> Excerpt to read:
::::
How mammals adapt their breath to body activity – and how this depends on body size
The origin of the allometric scaling of lung ventilation in mammals
How fast and how deep do animals breathe, and how does this depend on how active they are? To answer this question, one needs to dig deeply into how breathing works and what biophysical processes it involves. And one needs to think about body size.
It is impressive how nature adapts the same body plan – e.g. the skeletal structure of mammals – to various shapes and sizes. From mice to whales, also the functioning of most organs remains the same; they are just differently scaled. Scaling does not just mean “making bigger or smaller”. As already noted by Galilei, body shapes change as they are adapted to body dimensions, and the same holds for physiological variables. Many such variables, for instance, heartbeat rates, follow scaling laws of the form y~x^a, where x denotes body mass and the exponent a is typically a multiple of ¼ . These unusual exponents – instead of multiples of ⅓, which would be expected from simple geometrical scaling – are why these laws are called “allometric”. Kleiber’s law for metabolic rates, with a scaling exponent of ¾, is a classic example . As shown by G. West, allometric laws can be explained through a few simple steps . In his models, he focused on network-like organs such as the vascular system and assumed that these systems show a self-similar structure, with a fixed minimal unit (for instance, capillaries) but varying numbers of hierarchy levels depending on body size. To determine the flow through such networks, he employed biophysical models and optimality principles (for instance, assuming that oxygen must be transported at a minimal mechanical effort), and showed that the solutions – and the physiological variables – respect the known scaling relations.
The paper “The origin of the allometric scaling of lung ventilation in mammals“ by Noël et al. , applies this thinking to the depth and rate of breathing in mammals. Scaling laws describing breathing in resting animals have been known since the 1950s , with exponents of 1 (for tidal volume) and -¼ (for breathing frequency). Equipped with a detailed biophysical model, Noël et al. revisit this question, extending these laws to other metabolic regimes. Their starting point is a model of the human lung, developed previously by two of the authors , which assumes that we meet our oxygen demand with minimal lung movements. To state this as an optimization problem, the model combines two submodels: a mechanical model describing the energetic effort of ventilation and a highly detailed model of convection and diffusion in self-similar lung geometries. Breathing depths and rates are computed by numerical optimization, and to obtain results for mammals of any size many of the model parameters are described by known scaling laws. As expected, the depth of breathing (measured by tidal volume) scales almost proportionally with body mass and increases with metabolic demand, while the breathing rate decreases with body mass, with an exponent of about -¼. However, the laws for the breathing rate hold only for basal activity; at higher metabolic rates, which are modeled here for the first time, the exponent deviates strongly from this value, in line with empirical data.
::::
> Complete the following:
1. According to the passage on mammal breathing, what scaling exponent does Kleiber's law for metabolic rates have?
2. Copy the stretch of the passage on mammal breathing from "How mammals adapt" through "about body size.".
::::
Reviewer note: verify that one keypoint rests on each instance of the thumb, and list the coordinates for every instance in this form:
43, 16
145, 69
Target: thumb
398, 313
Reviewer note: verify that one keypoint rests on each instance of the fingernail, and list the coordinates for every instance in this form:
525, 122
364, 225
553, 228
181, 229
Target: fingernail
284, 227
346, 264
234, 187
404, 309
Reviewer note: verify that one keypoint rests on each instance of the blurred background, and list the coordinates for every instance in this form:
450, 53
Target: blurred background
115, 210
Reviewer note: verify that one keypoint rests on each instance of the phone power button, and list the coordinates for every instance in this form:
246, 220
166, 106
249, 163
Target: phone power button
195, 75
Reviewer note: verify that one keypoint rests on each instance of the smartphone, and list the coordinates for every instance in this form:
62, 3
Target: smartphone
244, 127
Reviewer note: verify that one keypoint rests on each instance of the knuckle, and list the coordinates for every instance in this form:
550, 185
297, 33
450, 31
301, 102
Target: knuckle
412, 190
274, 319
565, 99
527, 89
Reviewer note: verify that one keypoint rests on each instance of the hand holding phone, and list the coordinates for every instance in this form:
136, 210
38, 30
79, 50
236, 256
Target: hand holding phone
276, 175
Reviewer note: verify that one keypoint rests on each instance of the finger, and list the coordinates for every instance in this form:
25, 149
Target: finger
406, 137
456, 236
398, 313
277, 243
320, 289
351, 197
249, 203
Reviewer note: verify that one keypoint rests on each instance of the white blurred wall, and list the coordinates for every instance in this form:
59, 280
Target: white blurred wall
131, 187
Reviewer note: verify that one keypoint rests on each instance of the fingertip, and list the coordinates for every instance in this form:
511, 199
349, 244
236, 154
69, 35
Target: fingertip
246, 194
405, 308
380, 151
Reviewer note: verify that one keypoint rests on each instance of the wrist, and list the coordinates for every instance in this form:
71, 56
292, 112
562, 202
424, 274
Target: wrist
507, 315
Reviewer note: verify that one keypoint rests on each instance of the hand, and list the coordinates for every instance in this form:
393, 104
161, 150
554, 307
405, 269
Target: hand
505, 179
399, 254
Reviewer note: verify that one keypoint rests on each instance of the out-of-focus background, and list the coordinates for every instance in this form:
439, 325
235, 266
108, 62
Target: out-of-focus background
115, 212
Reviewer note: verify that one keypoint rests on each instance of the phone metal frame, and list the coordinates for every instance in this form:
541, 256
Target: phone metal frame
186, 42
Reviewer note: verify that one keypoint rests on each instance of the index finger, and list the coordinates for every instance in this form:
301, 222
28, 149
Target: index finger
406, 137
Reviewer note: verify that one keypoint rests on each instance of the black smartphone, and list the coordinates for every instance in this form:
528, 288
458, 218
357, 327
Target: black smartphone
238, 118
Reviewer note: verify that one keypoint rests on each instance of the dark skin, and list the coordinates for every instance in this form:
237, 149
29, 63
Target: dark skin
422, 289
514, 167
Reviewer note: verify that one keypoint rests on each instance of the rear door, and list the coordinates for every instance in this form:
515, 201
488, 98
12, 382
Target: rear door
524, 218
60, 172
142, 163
::::
> Task-by-task solutions:
1. ¾

2.
How mammals adapt their breath to body activity – and how this depends on body size
The origin of the allometric scaling of lung ventilation in mammals
How fast and how deep do animals breathe, and how does this depend on how active they are? To answer this question, one needs to dig deeply into how breathing works and what biophysical processes it involves. And one needs to think about body size.